Point-per-instance localization data
---

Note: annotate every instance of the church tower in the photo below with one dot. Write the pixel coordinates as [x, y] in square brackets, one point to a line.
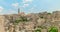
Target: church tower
[18, 10]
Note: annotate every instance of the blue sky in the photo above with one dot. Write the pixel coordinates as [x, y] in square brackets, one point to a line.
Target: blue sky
[28, 6]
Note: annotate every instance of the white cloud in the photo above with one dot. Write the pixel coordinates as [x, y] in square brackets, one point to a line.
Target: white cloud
[25, 5]
[15, 4]
[1, 8]
[25, 1]
[11, 12]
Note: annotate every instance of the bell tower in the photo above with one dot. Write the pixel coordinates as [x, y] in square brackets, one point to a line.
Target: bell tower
[18, 10]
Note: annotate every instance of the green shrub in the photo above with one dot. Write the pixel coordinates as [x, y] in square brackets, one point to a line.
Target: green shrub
[38, 30]
[53, 29]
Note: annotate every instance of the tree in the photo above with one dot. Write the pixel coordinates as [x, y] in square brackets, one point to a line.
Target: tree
[38, 30]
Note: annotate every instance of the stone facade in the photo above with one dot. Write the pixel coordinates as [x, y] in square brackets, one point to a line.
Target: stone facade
[41, 20]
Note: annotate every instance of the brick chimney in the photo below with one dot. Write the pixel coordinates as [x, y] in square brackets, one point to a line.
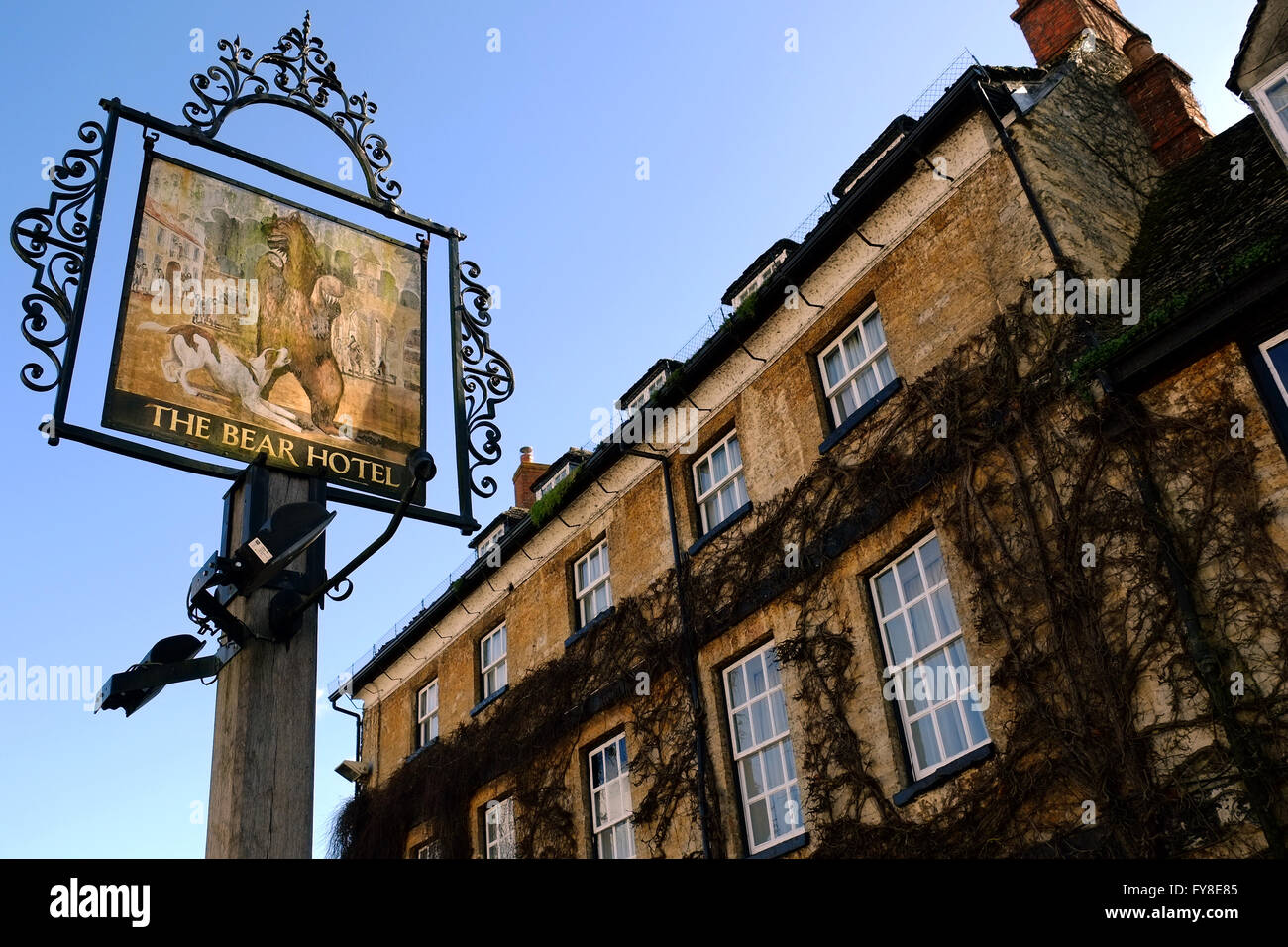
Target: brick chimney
[1157, 89]
[1052, 26]
[524, 476]
[1159, 93]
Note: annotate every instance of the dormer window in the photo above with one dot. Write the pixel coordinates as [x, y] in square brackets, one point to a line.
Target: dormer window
[652, 388]
[554, 480]
[1271, 99]
[760, 278]
[488, 543]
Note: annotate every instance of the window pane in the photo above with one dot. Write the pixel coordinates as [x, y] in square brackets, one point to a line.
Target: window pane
[923, 742]
[610, 762]
[751, 779]
[975, 722]
[932, 561]
[835, 368]
[1278, 94]
[755, 676]
[739, 484]
[772, 676]
[854, 352]
[940, 680]
[1278, 359]
[760, 724]
[759, 822]
[875, 331]
[885, 369]
[719, 464]
[737, 692]
[944, 611]
[910, 579]
[703, 476]
[951, 729]
[845, 402]
[897, 637]
[918, 688]
[742, 729]
[868, 385]
[888, 596]
[780, 711]
[711, 510]
[774, 767]
[922, 626]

---

Exercise requirements:
The pictures in the entries above should be left out; all else must be copied exactly.

Final answer:
Note: annotate every instance of the church tower in the photo below with one dot. Write the pixel coordinates as [x, y] in square brackets, one point to a line.
Target: church tower
[18, 10]
Note: annotate every instance of the blue sky in the photo above with one dot. Write the pixel coordinates as [x, y] in square brackets, one point to a line.
Target: blue sky
[28, 6]
Note: annotate every instance of the white cloud in the photo above with one dot. Write the pixel coordinates as [x, y] in square brackets, one point to a line.
Target: white cloud
[25, 5]
[15, 4]
[1, 8]
[25, 1]
[11, 12]
Note: annotate every instance of the bell tower in the photo above with one dot. Write the pixel coordinates as [x, y] in square brackets, one point to a line.
Target: bell tower
[18, 10]
Note: annotate every instance of the green shrub in the photo above with one dot. Write the pixel coordinates as [x, y] in square brackets, one point to a line.
Target: green shrub
[38, 30]
[53, 29]
Note: annotate every instance of the tree in the photo above with one dot. Write the pixel coordinates as [x, y] in square brackets, one point to a line.
Target: tree
[38, 30]
Note: annotate every instance of the stone facade in the photo above with one dot. Write the pixel coordinates as [x, y] in square brackets, one point to a line.
Target: stone facade
[41, 20]
Note: annotate every instance of the brick chimney in the photo below with one dot. Write the pixel coordinates as [x, y] in square brackets, one point to a line.
Target: brick chimney
[1157, 89]
[1052, 26]
[524, 476]
[1159, 93]
Note: annotate every instance of the dormer window in the photo above with one dot. Write the pixel coordinates as [x, y] in square brackets, one point to a line.
Target: dormer window
[652, 388]
[554, 480]
[1271, 99]
[760, 278]
[488, 543]
Note: annotate every instance of the window pane in the photo above with one dot. Write the pixel coordinates as [x, y] in square brackets, one point to a line.
Target: window pane
[923, 742]
[610, 762]
[751, 779]
[975, 722]
[932, 561]
[835, 368]
[1278, 94]
[755, 676]
[739, 484]
[772, 676]
[854, 352]
[940, 680]
[1278, 359]
[760, 724]
[759, 822]
[875, 331]
[885, 369]
[719, 464]
[737, 692]
[944, 611]
[910, 579]
[703, 476]
[951, 729]
[845, 402]
[897, 637]
[918, 688]
[742, 729]
[868, 385]
[888, 596]
[780, 711]
[711, 510]
[774, 767]
[922, 626]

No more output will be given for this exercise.